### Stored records

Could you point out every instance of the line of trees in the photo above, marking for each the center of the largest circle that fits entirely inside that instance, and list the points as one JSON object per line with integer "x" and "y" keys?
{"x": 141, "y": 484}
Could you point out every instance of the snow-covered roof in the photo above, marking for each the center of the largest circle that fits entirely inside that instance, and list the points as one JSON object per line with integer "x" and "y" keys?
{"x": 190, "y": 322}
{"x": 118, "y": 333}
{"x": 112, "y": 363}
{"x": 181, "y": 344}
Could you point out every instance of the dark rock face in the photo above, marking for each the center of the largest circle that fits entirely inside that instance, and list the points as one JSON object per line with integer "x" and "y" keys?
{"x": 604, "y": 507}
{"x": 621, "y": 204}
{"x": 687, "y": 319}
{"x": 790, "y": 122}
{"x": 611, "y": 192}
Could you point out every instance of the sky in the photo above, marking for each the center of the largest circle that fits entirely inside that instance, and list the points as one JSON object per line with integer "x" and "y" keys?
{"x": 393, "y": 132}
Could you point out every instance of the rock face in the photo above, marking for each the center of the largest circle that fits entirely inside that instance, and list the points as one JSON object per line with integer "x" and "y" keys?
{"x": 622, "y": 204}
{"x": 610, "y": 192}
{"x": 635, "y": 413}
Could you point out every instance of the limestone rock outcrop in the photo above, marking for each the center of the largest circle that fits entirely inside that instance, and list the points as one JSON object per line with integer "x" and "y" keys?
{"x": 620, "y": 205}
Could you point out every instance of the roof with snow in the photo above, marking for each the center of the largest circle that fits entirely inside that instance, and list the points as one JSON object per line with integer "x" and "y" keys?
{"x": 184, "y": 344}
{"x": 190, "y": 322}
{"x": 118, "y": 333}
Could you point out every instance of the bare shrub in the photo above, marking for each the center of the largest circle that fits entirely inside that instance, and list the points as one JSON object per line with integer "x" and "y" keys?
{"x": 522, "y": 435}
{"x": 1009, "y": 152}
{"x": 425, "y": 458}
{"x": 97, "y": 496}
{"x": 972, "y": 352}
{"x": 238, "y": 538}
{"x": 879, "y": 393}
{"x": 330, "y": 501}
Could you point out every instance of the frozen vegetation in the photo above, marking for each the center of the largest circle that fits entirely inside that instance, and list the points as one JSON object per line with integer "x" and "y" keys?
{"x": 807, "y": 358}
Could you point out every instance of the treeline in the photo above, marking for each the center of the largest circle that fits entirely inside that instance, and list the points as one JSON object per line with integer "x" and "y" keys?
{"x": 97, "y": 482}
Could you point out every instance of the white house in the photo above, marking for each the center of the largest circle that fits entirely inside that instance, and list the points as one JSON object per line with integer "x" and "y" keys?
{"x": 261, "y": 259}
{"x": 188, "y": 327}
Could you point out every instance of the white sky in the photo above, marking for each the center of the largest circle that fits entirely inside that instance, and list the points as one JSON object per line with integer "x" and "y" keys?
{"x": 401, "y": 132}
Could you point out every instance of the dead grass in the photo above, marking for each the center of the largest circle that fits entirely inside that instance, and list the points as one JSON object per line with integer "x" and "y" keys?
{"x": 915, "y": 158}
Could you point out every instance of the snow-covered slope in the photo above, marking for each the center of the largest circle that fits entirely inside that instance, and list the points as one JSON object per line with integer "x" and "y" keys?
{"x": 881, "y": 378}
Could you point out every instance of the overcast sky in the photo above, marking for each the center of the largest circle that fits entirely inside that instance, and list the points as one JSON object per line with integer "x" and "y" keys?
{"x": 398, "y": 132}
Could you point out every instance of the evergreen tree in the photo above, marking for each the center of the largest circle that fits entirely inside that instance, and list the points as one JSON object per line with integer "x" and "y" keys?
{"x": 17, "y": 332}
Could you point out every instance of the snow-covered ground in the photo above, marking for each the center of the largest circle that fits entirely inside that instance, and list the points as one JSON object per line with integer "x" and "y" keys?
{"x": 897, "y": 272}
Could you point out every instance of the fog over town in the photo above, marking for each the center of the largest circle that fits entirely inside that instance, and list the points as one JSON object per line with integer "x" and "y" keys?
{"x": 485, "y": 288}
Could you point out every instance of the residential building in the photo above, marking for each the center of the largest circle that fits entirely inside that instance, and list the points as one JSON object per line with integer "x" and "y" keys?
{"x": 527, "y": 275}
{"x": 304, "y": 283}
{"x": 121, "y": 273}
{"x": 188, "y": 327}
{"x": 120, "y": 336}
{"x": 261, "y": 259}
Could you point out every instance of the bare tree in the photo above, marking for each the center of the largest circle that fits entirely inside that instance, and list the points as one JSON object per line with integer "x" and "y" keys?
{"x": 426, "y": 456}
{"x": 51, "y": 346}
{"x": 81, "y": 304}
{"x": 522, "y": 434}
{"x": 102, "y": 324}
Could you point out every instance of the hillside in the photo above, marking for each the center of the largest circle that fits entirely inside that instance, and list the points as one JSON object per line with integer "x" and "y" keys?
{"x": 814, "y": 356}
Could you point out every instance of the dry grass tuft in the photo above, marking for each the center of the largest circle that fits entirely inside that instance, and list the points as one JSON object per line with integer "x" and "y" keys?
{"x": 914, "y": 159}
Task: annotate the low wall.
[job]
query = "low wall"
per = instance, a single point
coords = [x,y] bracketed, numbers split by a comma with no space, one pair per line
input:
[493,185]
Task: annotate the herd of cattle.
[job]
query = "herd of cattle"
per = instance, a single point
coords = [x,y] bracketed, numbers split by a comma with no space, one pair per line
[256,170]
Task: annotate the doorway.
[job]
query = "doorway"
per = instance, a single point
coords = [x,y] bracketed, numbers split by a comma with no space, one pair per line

### WHAT YOU NEED TO DO
Emit the records above again, exactly, with no line skipped.

### OUTPUT OF THE EXERCISE
Could you point out every instance of the line of trees in the photo above, marking for each the center of the largest circle that fits entirely inside that instance, and list the points as one JSON object per line with integer "x" and "y" keys?
{"x": 141, "y": 484}
Could you point out every instance of the snow-covered roof in the photo above, marking for each the center of the largest circle that fits entirely inside that instance, and list the points as one JSON object per line with integer "x" and "y" keys?
{"x": 190, "y": 322}
{"x": 118, "y": 333}
{"x": 112, "y": 363}
{"x": 181, "y": 344}
Could you point out every instance of the dark rock face in the photo above, marking for each the center of the largest circle that fits entirely inside that instance, and list the points as one JSON object per line with integer "x" and "y" keys?
{"x": 604, "y": 507}
{"x": 621, "y": 204}
{"x": 687, "y": 319}
{"x": 790, "y": 122}
{"x": 611, "y": 192}
Could you point out every instance of the sky in the photo above, marking for each the center of the largest circle that fits entirely inside that instance, and list the points as one JSON object per line with integer "x" and "y" keys?
{"x": 393, "y": 132}
Could you point out every instance of the rock face in the photo above, marking for each the center of the largest circle that fits entirely inside that instance, and list the points as one JSON object per line with integer "x" and "y" keys?
{"x": 622, "y": 204}
{"x": 610, "y": 192}
{"x": 635, "y": 413}
Could you point out every instance of the limestone rock outcrop in the photo above, marking for each the center of the largest circle that fits entirely inside that instance, and list the points as one JSON object per line with integer "x" and "y" keys?
{"x": 620, "y": 205}
Could you point out every instance of the roof with snow in the photo above, marking for each the center of the largest circle that fits entirely inside that instance, and list the points as one JSON object per line with integer "x" and "y" keys?
{"x": 184, "y": 344}
{"x": 190, "y": 322}
{"x": 118, "y": 333}
Could you point out every instance of the bare shrub in the photo above, marking for each the center of the largest circle that fits entirely inside that instance, and list the points as one JSON object per line with integer "x" and "y" keys?
{"x": 522, "y": 435}
{"x": 1009, "y": 152}
{"x": 425, "y": 458}
{"x": 97, "y": 496}
{"x": 972, "y": 352}
{"x": 238, "y": 538}
{"x": 879, "y": 393}
{"x": 330, "y": 501}
Could you point out every instance of the frozen vegetation in the photo above, marking for each the center of the largest circle that fits entirely inside that instance, and list the points as one JSON object per line with integer "x" and "y" keys?
{"x": 807, "y": 358}
Could you point out every instance of the treeline in the photo above, marking for each the center of the largest circle that fits entirely inside that instance, and list the points as one JSON object per line with integer "x" and "y" keys?
{"x": 97, "y": 482}
Could you point out every instance of the white house in the photo above, marking for each the center of the largest circle that fits entirely inside that instance, and list the points as one JSON object per line with integer "x" and "y" keys?
{"x": 261, "y": 259}
{"x": 188, "y": 327}
Could you point out every instance of the white sky in the photo above, marking for each the center of the largest circle that fits entirely inside that instance, and list the points as one JSON object per line with integer "x" and "y" keys?
{"x": 401, "y": 132}
Could you point out every instance of the dead grass in the photo above, marking for each the center of the largest circle that fits entirely inside that instance, and list the points as one JSON object per line with integer "x" and "y" keys?
{"x": 915, "y": 158}
Could you point out every instance of the snow-covered slope in the photo above, marking for each the center of the largest circle that fits entirely inside that instance, and list the points as one JSON object per line with integer "x" and "y" keys?
{"x": 881, "y": 378}
Could you point out every instance of the overcast sky in the photo above, marking for each the center of the largest circle that fits entirely inside that instance, and list the points as one JSON object per line with integer "x" and "y" keys?
{"x": 398, "y": 132}
Could you point out every instance of the evergreen tree in the photo above, marking for each the center of the largest circle that fits entirely inside that instance, and list the points as one JSON object per line with integer "x" and "y" keys?
{"x": 17, "y": 332}
Could you point out every instance of the snow-covered ground in the photo above, marking for each the center of the largest circle that fits entirely inside that instance, and list the points as one JSON object per line with integer "x" and "y" keys?
{"x": 897, "y": 272}
Could you point out every instance of the fog over town in the photo above, marking for each the center of the largest circle that fits entirely inside that instance, and list the points as one JSON object per line with integer "x" and "y" keys?
{"x": 485, "y": 288}
Could you point out every instance of the residential building in the photo above, marking for each the center of the largest circle that fits entirely inside that instance, and list the points as one JSON object per line with integer "x" and "y" keys?
{"x": 527, "y": 275}
{"x": 304, "y": 283}
{"x": 121, "y": 273}
{"x": 188, "y": 327}
{"x": 120, "y": 336}
{"x": 261, "y": 259}
Could you point out every instance of the bare tree in the photo above, marking for each the center of the largest circle that fits entirely inside that instance, and list the points as one JSON object per line with integer "x" and "y" keys?
{"x": 426, "y": 456}
{"x": 51, "y": 346}
{"x": 81, "y": 304}
{"x": 522, "y": 434}
{"x": 102, "y": 324}
Could you point out every instance of the hillside in the photo above, marking for each the center of the largest circle that fits entirely inside that instance, and list the points as one JSON object per line with integer "x" and "y" keys?
{"x": 814, "y": 356}
Could you point out every instance of the dry grass tuft in the photo above, marking for each the center of the largest circle that fits entirely inside that instance, and list the points as one JSON object per line with integer "x" and "y" keys?
{"x": 914, "y": 159}
Task: annotate the low wall.
[job]
query = "low wall"
per = instance, a single point
coords = [x,y] bracketed, numbers split by a comma with no space, one pair per line
input:
[493,185]
Task: annotate the herd of cattle.
[job]
query = "herd of cattle"
per = instance, a single point
coords = [x,y] bracketed, numbers split by a comma with no space, one pair per line
[256,170]
Task: annotate the doorway.
[job]
query = "doorway"
per = instance, a single point
coords = [x,y] bracketed, numbers split by a comma with no space, one pair per line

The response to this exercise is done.